• The task
A partial copy is required: transcribe exactly the lines from the one containing "Labeling batch C. For the image below, tag the station" through the last line below, without any pictures.

• Provided records
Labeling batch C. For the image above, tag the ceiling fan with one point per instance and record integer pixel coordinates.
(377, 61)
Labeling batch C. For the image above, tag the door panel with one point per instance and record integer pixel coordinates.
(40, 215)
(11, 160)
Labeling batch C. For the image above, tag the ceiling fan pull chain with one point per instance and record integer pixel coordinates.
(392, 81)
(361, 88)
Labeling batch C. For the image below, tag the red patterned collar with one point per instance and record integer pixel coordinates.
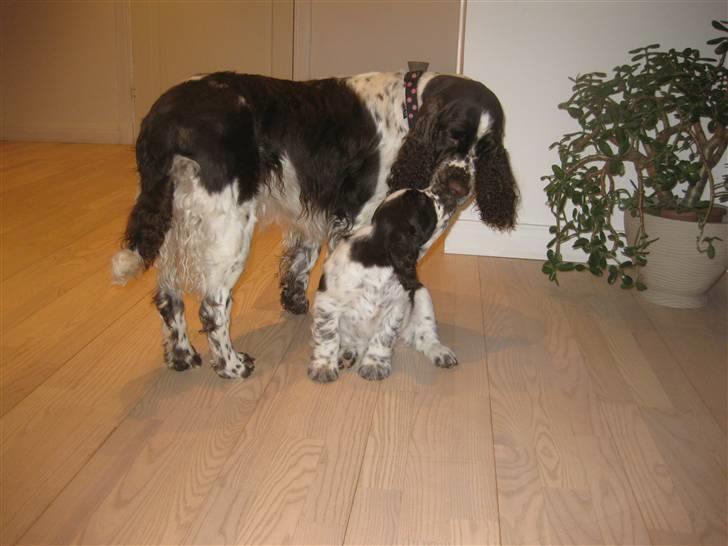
(410, 107)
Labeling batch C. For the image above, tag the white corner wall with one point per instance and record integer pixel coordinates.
(524, 52)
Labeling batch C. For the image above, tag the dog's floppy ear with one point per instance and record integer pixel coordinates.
(403, 252)
(496, 192)
(418, 155)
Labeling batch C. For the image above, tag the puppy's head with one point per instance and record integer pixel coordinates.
(407, 218)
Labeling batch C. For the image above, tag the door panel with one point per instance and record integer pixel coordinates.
(175, 40)
(340, 38)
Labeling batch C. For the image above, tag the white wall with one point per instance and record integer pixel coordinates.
(65, 71)
(338, 38)
(525, 52)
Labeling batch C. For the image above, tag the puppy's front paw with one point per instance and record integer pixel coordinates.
(347, 358)
(375, 368)
(238, 368)
(442, 356)
(293, 298)
(322, 371)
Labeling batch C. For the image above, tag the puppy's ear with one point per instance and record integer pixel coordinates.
(496, 192)
(403, 252)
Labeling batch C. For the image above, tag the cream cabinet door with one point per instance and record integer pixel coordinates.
(173, 40)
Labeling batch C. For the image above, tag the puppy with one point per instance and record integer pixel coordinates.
(369, 295)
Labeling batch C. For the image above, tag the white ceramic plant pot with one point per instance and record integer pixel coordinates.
(676, 274)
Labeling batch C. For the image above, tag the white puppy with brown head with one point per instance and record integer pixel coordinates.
(369, 294)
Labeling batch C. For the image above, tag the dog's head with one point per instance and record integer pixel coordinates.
(456, 145)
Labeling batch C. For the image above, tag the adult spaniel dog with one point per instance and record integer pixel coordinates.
(217, 153)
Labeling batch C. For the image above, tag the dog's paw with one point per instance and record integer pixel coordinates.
(442, 356)
(322, 372)
(375, 369)
(238, 368)
(347, 358)
(179, 359)
(293, 298)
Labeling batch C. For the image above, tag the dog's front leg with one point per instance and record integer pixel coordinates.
(296, 263)
(421, 331)
(376, 364)
(325, 338)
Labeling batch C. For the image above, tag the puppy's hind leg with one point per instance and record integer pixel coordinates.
(376, 363)
(323, 367)
(179, 353)
(421, 331)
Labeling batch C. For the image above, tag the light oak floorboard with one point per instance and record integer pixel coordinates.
(578, 415)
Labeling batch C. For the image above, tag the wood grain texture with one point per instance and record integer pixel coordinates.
(578, 415)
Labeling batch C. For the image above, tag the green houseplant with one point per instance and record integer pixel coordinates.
(651, 134)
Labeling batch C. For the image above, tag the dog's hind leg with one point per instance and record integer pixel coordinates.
(229, 229)
(299, 257)
(421, 331)
(179, 353)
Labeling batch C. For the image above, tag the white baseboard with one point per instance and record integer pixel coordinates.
(97, 134)
(527, 241)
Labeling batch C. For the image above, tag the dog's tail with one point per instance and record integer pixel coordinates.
(151, 217)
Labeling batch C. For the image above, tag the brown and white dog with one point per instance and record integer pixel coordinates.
(216, 154)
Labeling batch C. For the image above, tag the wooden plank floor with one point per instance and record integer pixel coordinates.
(578, 415)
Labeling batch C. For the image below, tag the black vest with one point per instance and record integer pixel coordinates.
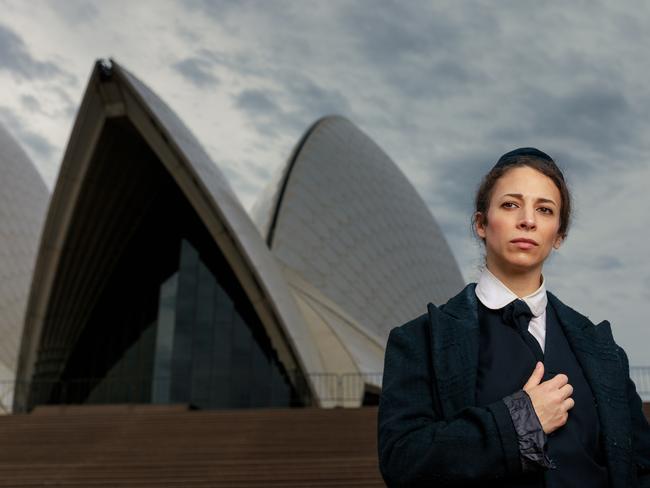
(506, 363)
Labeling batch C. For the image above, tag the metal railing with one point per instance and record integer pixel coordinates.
(345, 390)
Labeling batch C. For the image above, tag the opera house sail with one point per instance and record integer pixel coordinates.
(153, 285)
(151, 280)
(23, 203)
(360, 250)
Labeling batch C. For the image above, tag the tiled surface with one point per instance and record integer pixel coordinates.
(234, 217)
(355, 228)
(23, 203)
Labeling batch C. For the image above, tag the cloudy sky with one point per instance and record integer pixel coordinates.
(443, 87)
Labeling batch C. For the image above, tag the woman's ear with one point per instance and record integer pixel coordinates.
(479, 224)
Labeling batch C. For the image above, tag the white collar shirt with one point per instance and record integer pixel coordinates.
(492, 293)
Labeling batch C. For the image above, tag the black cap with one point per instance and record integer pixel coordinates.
(512, 157)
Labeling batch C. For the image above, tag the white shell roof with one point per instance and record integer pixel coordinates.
(345, 218)
(205, 186)
(23, 203)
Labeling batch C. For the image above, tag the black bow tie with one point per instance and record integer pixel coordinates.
(517, 315)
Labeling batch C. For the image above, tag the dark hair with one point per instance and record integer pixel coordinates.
(484, 193)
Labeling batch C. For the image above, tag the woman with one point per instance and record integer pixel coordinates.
(504, 385)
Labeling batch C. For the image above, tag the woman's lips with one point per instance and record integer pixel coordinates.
(524, 243)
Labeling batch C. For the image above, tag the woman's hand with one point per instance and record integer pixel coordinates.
(551, 399)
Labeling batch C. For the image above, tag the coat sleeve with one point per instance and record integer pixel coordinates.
(640, 429)
(416, 444)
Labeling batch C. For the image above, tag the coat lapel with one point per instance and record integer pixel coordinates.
(597, 353)
(455, 341)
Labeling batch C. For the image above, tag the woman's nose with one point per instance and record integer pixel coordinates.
(527, 221)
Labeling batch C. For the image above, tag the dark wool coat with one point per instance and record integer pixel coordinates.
(431, 433)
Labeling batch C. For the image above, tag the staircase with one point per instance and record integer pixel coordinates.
(170, 446)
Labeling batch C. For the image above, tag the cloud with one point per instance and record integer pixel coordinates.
(76, 11)
(197, 70)
(36, 143)
(30, 103)
(257, 103)
(16, 59)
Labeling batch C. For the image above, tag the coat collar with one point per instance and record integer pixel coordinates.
(455, 348)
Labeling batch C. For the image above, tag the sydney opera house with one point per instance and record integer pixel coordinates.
(152, 284)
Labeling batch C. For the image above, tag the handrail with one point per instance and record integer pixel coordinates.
(335, 389)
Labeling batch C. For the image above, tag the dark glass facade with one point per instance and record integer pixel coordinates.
(172, 323)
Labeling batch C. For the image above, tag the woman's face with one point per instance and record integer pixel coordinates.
(523, 221)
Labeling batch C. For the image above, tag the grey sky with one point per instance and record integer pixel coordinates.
(444, 88)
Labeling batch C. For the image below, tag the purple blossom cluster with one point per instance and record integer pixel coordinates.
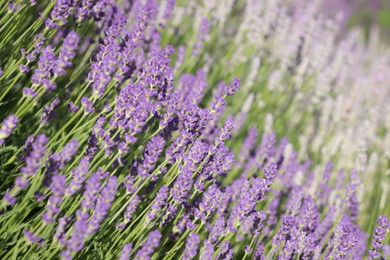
(133, 151)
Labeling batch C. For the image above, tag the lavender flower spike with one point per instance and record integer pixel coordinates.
(58, 189)
(378, 237)
(191, 246)
(67, 52)
(103, 205)
(8, 125)
(33, 161)
(158, 203)
(126, 250)
(149, 246)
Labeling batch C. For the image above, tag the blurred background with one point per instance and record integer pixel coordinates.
(365, 13)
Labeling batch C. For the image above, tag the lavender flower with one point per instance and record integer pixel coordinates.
(210, 201)
(8, 125)
(46, 63)
(60, 13)
(92, 188)
(67, 53)
(234, 85)
(151, 154)
(88, 105)
(48, 111)
(149, 246)
(125, 254)
(202, 33)
(182, 186)
(191, 246)
(207, 251)
(103, 205)
(379, 236)
(60, 230)
(130, 210)
(33, 161)
(158, 203)
(225, 252)
(79, 175)
(58, 190)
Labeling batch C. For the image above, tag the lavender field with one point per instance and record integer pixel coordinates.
(205, 129)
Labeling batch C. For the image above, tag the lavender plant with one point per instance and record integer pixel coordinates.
(183, 129)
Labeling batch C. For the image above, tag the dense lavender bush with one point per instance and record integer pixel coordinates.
(180, 129)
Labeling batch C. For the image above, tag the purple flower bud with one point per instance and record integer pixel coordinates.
(103, 205)
(226, 251)
(33, 161)
(67, 52)
(60, 234)
(207, 251)
(79, 175)
(203, 31)
(288, 222)
(72, 107)
(92, 188)
(182, 186)
(23, 68)
(217, 230)
(131, 208)
(191, 249)
(28, 92)
(310, 217)
(57, 188)
(60, 13)
(9, 199)
(8, 125)
(234, 85)
(169, 214)
(88, 105)
(151, 154)
(225, 132)
(158, 203)
(150, 245)
(126, 250)
(31, 237)
(380, 232)
(45, 66)
(210, 202)
(48, 111)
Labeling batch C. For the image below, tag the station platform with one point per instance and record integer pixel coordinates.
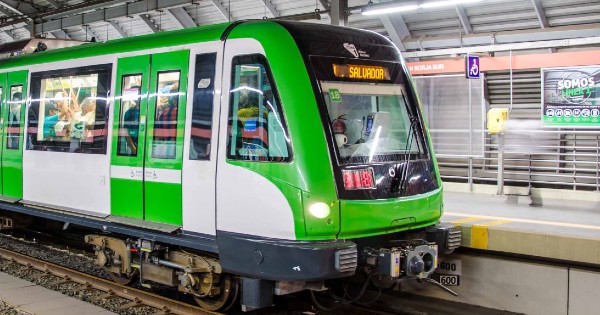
(30, 298)
(554, 224)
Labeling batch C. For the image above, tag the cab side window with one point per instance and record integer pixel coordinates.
(256, 126)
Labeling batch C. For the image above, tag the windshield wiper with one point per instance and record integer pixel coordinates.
(401, 169)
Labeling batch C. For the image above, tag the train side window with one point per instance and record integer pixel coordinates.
(165, 118)
(13, 134)
(129, 116)
(202, 111)
(69, 109)
(257, 129)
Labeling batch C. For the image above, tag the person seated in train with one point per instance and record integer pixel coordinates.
(15, 107)
(82, 124)
(131, 122)
(58, 124)
(50, 119)
(88, 112)
(253, 124)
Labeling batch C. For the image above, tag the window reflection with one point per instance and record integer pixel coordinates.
(257, 129)
(129, 121)
(165, 119)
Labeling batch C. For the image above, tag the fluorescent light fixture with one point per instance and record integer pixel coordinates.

• The output
Labeling batch C. For the image below, tag the station platform with one point per instance and record integer pixel coordinates.
(30, 298)
(554, 224)
Labeling batch C. For the image above, tag the cab side window with one point per instance and record integer pixel coordinates.
(256, 126)
Labeling batch C. For the image above, tag the windshield wiper with one point per instance and record integer pixel coordinates.
(401, 169)
Labeling batch C. For the image above, tag the train side window with one point per instance and record integer pixel coordinates.
(165, 118)
(13, 134)
(129, 116)
(202, 111)
(69, 109)
(257, 129)
Labeling batch C. For the image above, tag the person seated in train with one point per instance and record integer pixel coordinates.
(15, 107)
(82, 124)
(131, 122)
(58, 124)
(50, 119)
(88, 112)
(253, 124)
Labeling batch C. For the image above, tag the window reflection with one point per instance and record integer pixel coordinates.
(257, 129)
(129, 121)
(165, 119)
Labeling batch C. For the image above, tag the fluorescent light fixture with one point per instance and record integer pixel coordinates.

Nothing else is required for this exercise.